Saved data entries:
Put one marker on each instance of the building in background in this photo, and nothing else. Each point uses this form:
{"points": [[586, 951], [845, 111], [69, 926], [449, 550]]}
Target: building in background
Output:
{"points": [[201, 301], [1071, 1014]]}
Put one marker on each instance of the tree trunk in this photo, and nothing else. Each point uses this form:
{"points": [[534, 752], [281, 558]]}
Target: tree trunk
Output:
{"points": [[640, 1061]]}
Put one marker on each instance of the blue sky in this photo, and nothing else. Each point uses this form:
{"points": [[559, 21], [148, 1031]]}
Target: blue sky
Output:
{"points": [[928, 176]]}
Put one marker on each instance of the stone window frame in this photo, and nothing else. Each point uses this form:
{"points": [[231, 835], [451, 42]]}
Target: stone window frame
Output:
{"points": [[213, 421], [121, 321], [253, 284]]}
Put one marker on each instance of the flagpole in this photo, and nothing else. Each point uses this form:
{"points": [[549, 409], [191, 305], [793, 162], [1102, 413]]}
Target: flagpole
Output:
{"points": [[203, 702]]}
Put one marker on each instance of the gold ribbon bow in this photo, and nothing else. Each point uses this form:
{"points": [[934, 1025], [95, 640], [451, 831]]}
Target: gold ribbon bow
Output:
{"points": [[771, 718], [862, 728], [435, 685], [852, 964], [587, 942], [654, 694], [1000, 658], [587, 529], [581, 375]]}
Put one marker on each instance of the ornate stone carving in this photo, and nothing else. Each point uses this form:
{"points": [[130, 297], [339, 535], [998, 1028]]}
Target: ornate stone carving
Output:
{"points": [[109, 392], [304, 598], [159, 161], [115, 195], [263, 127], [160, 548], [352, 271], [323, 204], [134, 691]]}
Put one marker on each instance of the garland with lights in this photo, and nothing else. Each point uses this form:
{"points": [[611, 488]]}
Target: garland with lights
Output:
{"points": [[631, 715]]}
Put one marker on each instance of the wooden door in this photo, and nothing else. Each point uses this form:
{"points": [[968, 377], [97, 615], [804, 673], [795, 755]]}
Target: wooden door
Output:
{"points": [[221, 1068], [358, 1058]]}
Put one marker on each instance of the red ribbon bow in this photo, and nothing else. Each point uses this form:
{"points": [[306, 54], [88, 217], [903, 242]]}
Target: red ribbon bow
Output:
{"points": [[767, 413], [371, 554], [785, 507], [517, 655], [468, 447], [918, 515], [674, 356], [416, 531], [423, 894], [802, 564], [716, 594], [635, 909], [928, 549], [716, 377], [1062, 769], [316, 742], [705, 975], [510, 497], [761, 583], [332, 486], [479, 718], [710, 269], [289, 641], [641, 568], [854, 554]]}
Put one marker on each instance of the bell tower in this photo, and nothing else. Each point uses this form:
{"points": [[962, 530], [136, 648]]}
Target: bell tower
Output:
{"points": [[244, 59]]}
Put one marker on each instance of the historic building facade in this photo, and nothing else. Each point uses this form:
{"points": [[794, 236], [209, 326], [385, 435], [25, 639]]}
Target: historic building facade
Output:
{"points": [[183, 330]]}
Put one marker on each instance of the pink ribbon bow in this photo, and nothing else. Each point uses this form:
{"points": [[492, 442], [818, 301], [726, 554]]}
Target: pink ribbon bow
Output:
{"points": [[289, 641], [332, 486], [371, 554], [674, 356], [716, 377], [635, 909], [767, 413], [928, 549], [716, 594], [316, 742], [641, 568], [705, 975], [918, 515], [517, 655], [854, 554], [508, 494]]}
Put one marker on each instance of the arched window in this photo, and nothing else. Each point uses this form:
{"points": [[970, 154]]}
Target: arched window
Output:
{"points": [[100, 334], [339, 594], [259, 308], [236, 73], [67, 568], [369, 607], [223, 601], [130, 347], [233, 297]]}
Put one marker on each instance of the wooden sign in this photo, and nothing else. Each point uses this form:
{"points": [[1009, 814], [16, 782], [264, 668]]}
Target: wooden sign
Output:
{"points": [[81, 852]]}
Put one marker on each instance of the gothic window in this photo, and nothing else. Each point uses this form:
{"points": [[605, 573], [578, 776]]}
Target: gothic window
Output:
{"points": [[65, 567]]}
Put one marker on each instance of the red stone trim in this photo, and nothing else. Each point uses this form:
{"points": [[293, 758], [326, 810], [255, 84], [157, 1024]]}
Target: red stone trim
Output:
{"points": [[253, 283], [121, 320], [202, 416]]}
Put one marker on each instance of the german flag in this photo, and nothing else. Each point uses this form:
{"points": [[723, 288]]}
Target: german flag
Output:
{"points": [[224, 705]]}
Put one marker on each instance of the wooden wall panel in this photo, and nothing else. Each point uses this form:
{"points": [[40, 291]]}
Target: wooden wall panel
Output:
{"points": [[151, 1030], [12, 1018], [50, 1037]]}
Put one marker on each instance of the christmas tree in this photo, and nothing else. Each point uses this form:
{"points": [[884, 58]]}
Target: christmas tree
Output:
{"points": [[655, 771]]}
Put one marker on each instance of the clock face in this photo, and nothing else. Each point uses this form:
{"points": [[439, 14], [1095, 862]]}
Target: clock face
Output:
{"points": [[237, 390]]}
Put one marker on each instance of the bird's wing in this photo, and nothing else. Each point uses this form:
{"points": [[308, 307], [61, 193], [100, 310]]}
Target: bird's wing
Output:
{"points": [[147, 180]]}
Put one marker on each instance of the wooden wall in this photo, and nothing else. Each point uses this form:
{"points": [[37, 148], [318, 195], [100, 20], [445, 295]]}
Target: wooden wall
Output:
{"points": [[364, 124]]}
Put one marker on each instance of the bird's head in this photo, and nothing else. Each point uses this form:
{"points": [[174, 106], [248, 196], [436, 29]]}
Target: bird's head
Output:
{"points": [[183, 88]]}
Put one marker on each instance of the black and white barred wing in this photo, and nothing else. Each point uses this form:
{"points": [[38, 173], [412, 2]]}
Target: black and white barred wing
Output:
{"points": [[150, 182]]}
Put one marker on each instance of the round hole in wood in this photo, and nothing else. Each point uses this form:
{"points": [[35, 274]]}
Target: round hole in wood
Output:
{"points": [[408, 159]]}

- _Work instructions_
Write out again the lines starting at the one containing "Put one marker on each instance of the bird's wing" and ending at the last line, requests included. Move every point coordinate in the answers by -118.

- _Solution below_
Put one marker on each instance of the bird's wing in this photo, and nothing else. Each point uses this form:
{"points": [[308, 307], [61, 193], [100, 310]]}
Target: bird's wing
Output:
{"points": [[29, 62]]}
Put one marker on each instance of the wooden wall in this photo, and nothing else. Each point uses this form:
{"points": [[37, 148], [318, 195], [100, 20], [445, 295]]}
Target: wooden wall
Output:
{"points": [[246, 6]]}
Put one marker on each instance of the bird's head in this photo, and nothing else. Each point uses this form:
{"points": [[174, 106], [248, 196], [436, 29]]}
Target: bird's head
Output:
{"points": [[65, -30]]}
Put one marker on each instance of the black and white barred wing in this photo, and nothing else. Each point uses this form:
{"points": [[38, 173], [412, 2]]}
Target: black and white barred wing
Output:
{"points": [[32, 64]]}
Put one marker on each instance of the round hole in wood in this photo, and nothing else. Each point uses this form:
{"points": [[35, 274]]}
Target: round hole in wood
Output:
{"points": [[290, 41]]}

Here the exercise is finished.